=== What you are asked to do ===
Swap "cottage" for "bungalow" in the listing from the line with "Query: white window frame" through the end of the listing, and change nothing else. Give only those lines.

=== Working data ===
— begin —

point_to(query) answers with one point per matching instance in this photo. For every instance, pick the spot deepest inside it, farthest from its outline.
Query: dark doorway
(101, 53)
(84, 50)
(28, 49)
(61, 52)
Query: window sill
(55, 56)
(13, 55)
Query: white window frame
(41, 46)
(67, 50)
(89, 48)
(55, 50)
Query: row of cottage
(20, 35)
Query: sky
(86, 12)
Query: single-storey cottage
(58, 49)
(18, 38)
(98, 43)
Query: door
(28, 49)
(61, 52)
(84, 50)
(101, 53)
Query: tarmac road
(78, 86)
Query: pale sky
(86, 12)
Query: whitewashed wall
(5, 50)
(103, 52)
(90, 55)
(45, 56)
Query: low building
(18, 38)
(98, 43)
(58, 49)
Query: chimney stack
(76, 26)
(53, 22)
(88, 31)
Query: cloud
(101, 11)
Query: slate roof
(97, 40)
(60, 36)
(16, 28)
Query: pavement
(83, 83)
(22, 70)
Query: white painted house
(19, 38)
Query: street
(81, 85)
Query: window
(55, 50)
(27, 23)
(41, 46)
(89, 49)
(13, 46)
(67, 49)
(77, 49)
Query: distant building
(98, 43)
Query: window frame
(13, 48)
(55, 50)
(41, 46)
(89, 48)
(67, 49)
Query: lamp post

— end —

=== Answer to this task ===
Query: white window frame
(41, 46)
(67, 50)
(89, 48)
(55, 50)
Query: row of bungalow
(20, 35)
Query: sky
(86, 12)
Query: single-storey bungalow
(58, 49)
(18, 38)
(98, 43)
Query: door
(28, 49)
(61, 52)
(84, 50)
(101, 53)
Query: tarmac road
(78, 86)
Query: pale sky
(86, 12)
Query: whitewashed wall
(5, 50)
(103, 52)
(90, 55)
(45, 56)
Query: low building
(18, 38)
(98, 43)
(58, 49)
Query: chimney stack
(76, 26)
(53, 22)
(88, 31)
Query: cloud
(101, 11)
Query: slate roof
(97, 40)
(60, 36)
(16, 28)
Query: pavement
(83, 83)
(22, 70)
Query: white painted house
(19, 38)
Query: street
(81, 85)
Query: window
(55, 50)
(27, 23)
(41, 46)
(89, 49)
(13, 46)
(67, 49)
(77, 49)
Query: distant building
(98, 43)
Query: window frame
(13, 48)
(55, 50)
(41, 46)
(89, 48)
(67, 49)
Query: lamp post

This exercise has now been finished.